■ **CHECK YOUR UNDERSTANDING**
1. According to the text on MS worsening, how long must a relapse last at minimum?
2. Update the stretch of the MS worsening text from "Another sign of" through "and word-finding difficulties.", swapping "cane" for "walker".
------ PROVIDED PASSAGE ------
How Do I Know if My MS is Worsening?
Relapses once every 2 years is higher than most patients on treatment and concerning for inadequately controlled disease.
Relapses are attacks or exacerbations of a new neurological symptom(s) or a recurrence of an old symptom (not experienced in the past 30 days) that must last at least 24 hours. Examples of a significant attack or exacerbation are both legs becoming weak for 2 months or severe visual loss out of one eye for two weeks. Fever or infections such as urinary tract infections (bladder infections) can transient bring out old neurological symptoms call pseudorelapses.
For an acute relapse, methylprednisolone (Solu-medrol) is generally given as 1 gm in the veins over 1 hour daily for 3-5 days. Many neurologists follow the course of steroids in the vein with oral steroids, but there is no evidence that the oral steroids are necessary and generally no oral steroid taper is given in clinical trials for attacks. Trouble sleeping, high blood sugar, and rare hip bone injury are some side effects and risks of the steroid infusion. Relapses without treatment occur on average less than once every 2 years. On treatment, relapses can be reduced to one every 3-6 years. Some medications have shown higher ability to control relapses than other medications.
Another sign of worsening disease is developing more disability. For example, developing worsening balance over a year to the point of now needing a cane. If you noticed that the physical ability is worsening over the past 6 months or year, inform your healthcare provider. Also, report changes in cognition such as short-term memory loss, multitasking problems and word-finding difficulties.
New MRI lesions on the brain or spinal cord over one to two years may indicate inadequately controlled disease. Minimal MRI change without relapses or worsening disability might be monitored with follow-up MRI imaging. However, new MRI changes on treatment for one year makes you at higher risk of disability compared to someone without MRI change. The more new MRI activity, the higher risk for disability progression. MRI change alone could prompt a decision between you and your neurologist to consider other treatment options.
------ DATA PROVIDED ------
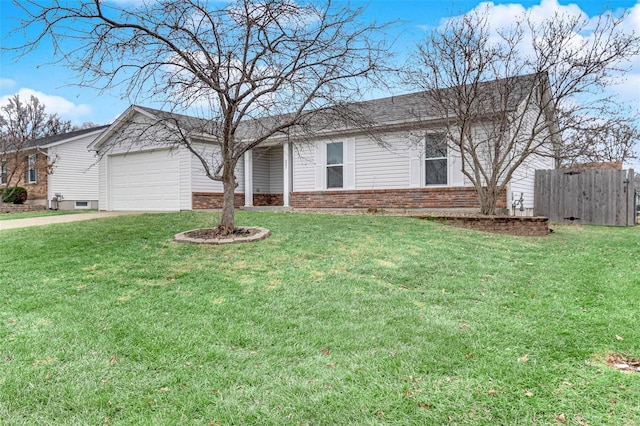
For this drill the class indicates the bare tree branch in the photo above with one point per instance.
(496, 118)
(235, 62)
------
■ **ACTIVITY ANSWERS**
1. At least 24 hours.

2.
Another sign of worsening disease is developing more disability. For example, developing worsening balance over a year to the point of now needing a walker. If you noticed that the physical ability is worsening over the past 6 months or year, inform your healthcare provider. Also, report changes in cognition such as short-term memory loss, multitasking problems and word-finding difficulties.